• [Problem to work on]
Copy out the part of the forum thread on removing duplicate table rows below, starting at "I have a table" and ending at "for their name.".

• [Extracted text]
□ □ □ □ □ □ □

How to keep only one row of a table, removing duplicate rows?

I have a table that has a lot of duplicates in the Name column. I'd
like to only keep one row for each.
The following lists the duplicates, but I don't know how to delete the
duplicates and just keep one:
SELECT name FROM members GROUP BY name HAVING COUNT(*) > 1;
Thank you.
See the following question: Deleting duplicate rows from a table.
The adapted accepted answer from there (which is my answer, so no "theft" here...):
You can do it in a simple way assuming you have a unique ID field: you can delete all records that are the same except for the ID, but don't have "the minimum ID" for their name.
Example query:
DELETE FROM members
WHERE ID NOT IN
(
SELECT MIN(ID)
FROM members
GROUP BY name
)
In case you don't have a unique index, my recommendation is to simply add an auto-incremental unique index. Mainly because it's good design, but also because it will allow you to run the query above.
It would probably be easier to select the unique ones into a new table, drop the old table, then rename the temp table to replace it.
#create a table with same schema as members
CREATE TABLE tmp (...);
#insert the unique records
INSERT INTO tmp SELECT * FROM members GROUP BY name;
#swap it in
RENAME TABLE members TO members_old, tmp TO members;
#drop the old one
DROP TABLE members_old;
We have a huge database where deleting duplicates is part of the regular maintenance process. We use DISTINCT to select the unique records then write them into a TEMPORARY TABLE. After TRUNCATE we write back the TEMPORARY data into the TABLE.

□ □ □ □ □ □ □

• [Data extract]
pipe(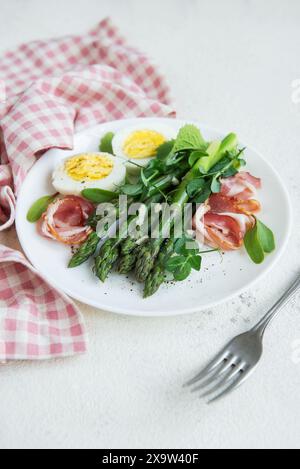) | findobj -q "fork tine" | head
[208,369,252,404]
[192,356,235,392]
[200,362,241,397]
[184,349,229,387]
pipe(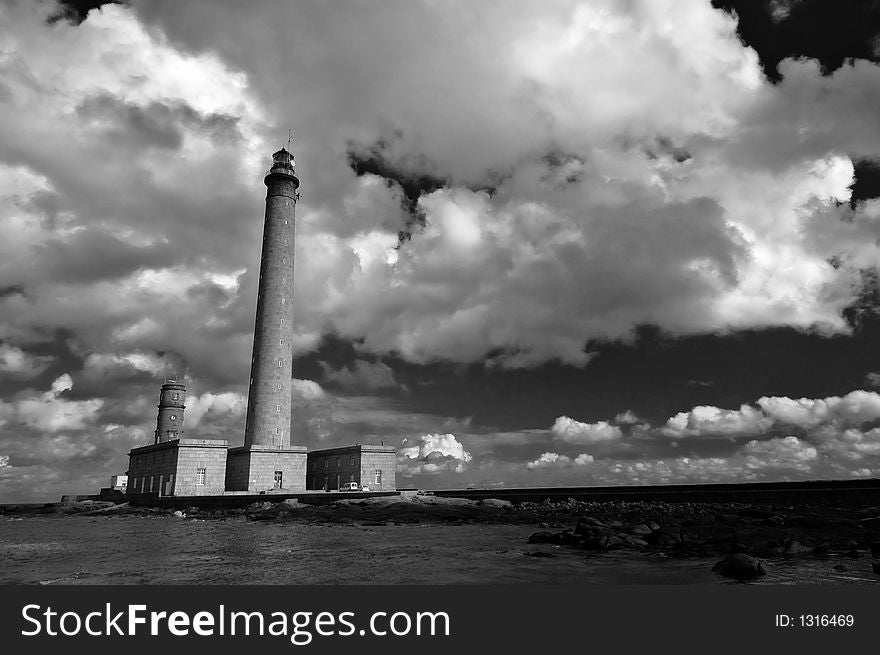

□ □ □ □ □ □ □

• [Answer for the task]
I have a table that has a lot of duplicates in the Name column. I'd
like to only keep one row for each.
The following lists the duplicates, but I don't know how to delete the
duplicates and just keep one:
SELECT name FROM members GROUP BY name HAVING COUNT(*) > 1;
Thank you.
See the following question: Deleting duplicate rows from a table.
The adapted accepted answer from there (which is my answer, so no "theft" here...):
You can do it in a simple way assuming you have a unique ID field: you can delete all records that are the same except for the ID, but don't have "the minimum ID" for their name.